YOUR OBJECTIVE
Print the entries below word for word; the pictures stay out of your copy.

———

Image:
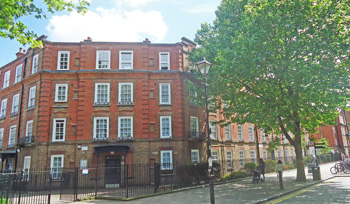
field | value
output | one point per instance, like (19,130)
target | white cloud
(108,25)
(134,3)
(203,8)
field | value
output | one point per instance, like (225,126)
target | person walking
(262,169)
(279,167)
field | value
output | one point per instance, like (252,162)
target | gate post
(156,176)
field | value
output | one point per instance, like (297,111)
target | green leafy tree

———

ANSWER TO THE EXERCISE
Image:
field | value
output | one point per instance, like (19,130)
target | white cloud
(108,25)
(134,3)
(203,8)
field | value
output | one point per instance, like (225,126)
target | person walking
(262,169)
(279,167)
field | value
output | one point per instance, like (252,162)
target | gate post
(156,176)
field | value
output | one point per instance, like (297,111)
target | green leafy tree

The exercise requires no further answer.